**Given instruction:** Could you write out every item below word for word, leaving out the pictures?
__________________________________________________
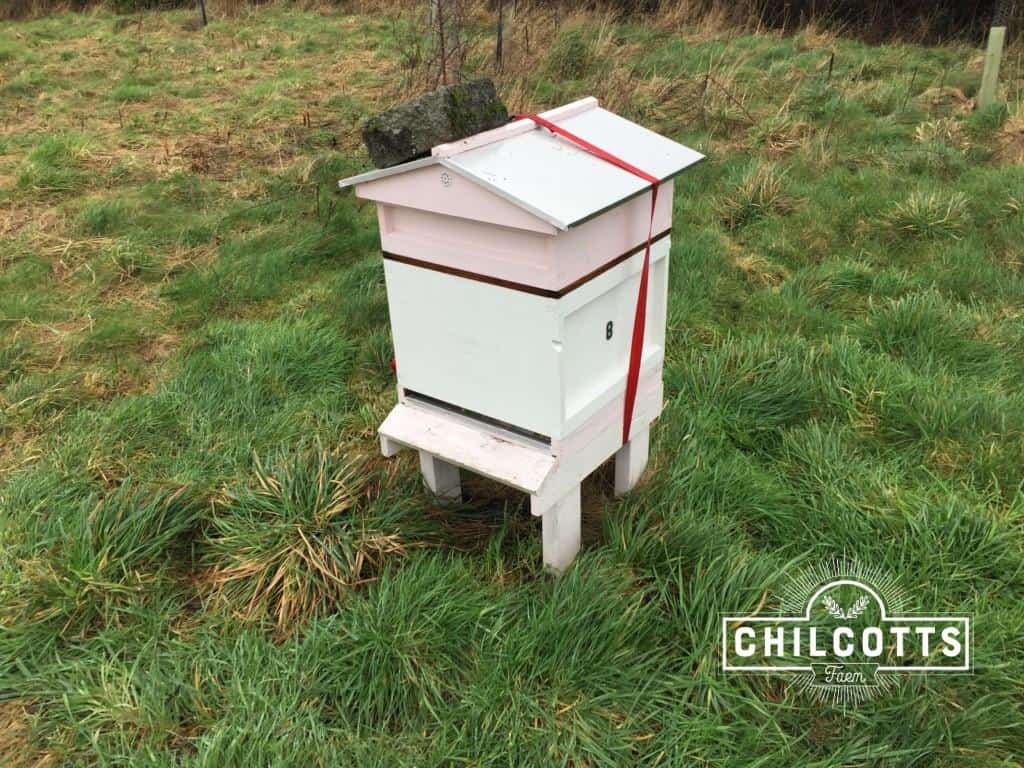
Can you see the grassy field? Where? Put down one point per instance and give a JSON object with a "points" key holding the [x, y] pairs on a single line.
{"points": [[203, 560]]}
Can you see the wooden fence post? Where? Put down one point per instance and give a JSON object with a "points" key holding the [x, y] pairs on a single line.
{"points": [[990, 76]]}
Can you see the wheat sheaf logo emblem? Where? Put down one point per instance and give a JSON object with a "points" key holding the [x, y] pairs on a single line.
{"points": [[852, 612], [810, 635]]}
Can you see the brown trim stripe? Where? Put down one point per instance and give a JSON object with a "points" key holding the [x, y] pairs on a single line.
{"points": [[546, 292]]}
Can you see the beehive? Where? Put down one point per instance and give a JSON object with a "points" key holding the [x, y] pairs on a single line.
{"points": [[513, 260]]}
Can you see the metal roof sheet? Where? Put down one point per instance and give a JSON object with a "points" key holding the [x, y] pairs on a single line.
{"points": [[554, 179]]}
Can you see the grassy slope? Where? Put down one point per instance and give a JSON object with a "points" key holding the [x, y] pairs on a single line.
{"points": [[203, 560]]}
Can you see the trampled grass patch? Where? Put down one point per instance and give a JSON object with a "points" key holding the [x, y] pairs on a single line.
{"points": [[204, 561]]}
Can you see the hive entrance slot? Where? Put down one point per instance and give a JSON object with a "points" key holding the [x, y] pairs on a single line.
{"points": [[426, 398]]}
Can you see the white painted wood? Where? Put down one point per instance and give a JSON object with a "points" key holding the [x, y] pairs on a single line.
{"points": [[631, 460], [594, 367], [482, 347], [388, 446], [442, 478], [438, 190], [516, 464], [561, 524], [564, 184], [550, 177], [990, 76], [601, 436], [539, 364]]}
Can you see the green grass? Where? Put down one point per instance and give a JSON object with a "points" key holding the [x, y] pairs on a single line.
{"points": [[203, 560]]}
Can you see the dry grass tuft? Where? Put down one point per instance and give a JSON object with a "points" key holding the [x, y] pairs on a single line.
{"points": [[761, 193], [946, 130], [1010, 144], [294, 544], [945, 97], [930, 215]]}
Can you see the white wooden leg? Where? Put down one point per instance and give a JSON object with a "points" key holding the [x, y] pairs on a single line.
__________________________________________________
**Response:**
Can you see the grassy field? Where? Put down one point per instance and give a JSON object with a "points" key holding the [x, y] pairs on a single line.
{"points": [[203, 560]]}
Can you see the wooden fence post? Where? Put down one point per instance and give a JSON object with a "points" key holding the [x, y] pairs on a single line.
{"points": [[990, 76]]}
Can you see the wheat sheaf logo emblem? Where? Put down one point per instance and give a JSON object with a "points" key holding the [x, y] pairs on a single line.
{"points": [[852, 612], [810, 635]]}
Can you see the brown trim stripe? Where? Put down one point per instance and give a JSON object with a "points" key holding the [x, y] pairs on a single line.
{"points": [[546, 292]]}
Can you see the beehive? Where? Put down one point per instance and give a JSON object with a "points" key holding the [x, y] pairs on a single line.
{"points": [[513, 260]]}
Can you see the metal roof sheet? Where? Put down one point per instance and give a JSON object with a "points" key holding the [x, y] pairs on a single line.
{"points": [[554, 179]]}
Can you see the grassy slope? Where? Put down one point per instance and give a JSON object with a "points" key holding the [x, y] pairs on a single line.
{"points": [[203, 560]]}
Can you see the trampled grass patch? Where? Put down one point per instance and give a JSON object with a "points" key holding the [x, y] pairs on a single line.
{"points": [[204, 561]]}
Can you see the hive entrance slot? Where? Put down one point per instance and give a JSON object with a "points" key holding the [x, y] pairs on a single line.
{"points": [[426, 398]]}
Can you see the white painted wood? Where? Put down one point per instance and give a JSON object with a "points" key holding the [x, y] pairs on a single line.
{"points": [[631, 460], [594, 367], [482, 347], [388, 446], [442, 478], [438, 190], [516, 464], [561, 524], [564, 184], [550, 177], [990, 76], [601, 436], [539, 364]]}
Can you see the green grass? Where? Put down one point per instance and give a JSON object with a "points" key holding the [x, y] pairs on a single line.
{"points": [[203, 560]]}
Can you see the dry grass tuft? Where? Put down one point per instance and give a JSON object with a "points" key holding the [x, y] pairs on a single line.
{"points": [[761, 193], [946, 130], [1010, 144], [294, 544], [945, 97], [930, 215]]}
Can you see the white wooden leg? Where? Put down one point per instance and give a JSON object with a "points" key holding the [x, y] pairs on a single line.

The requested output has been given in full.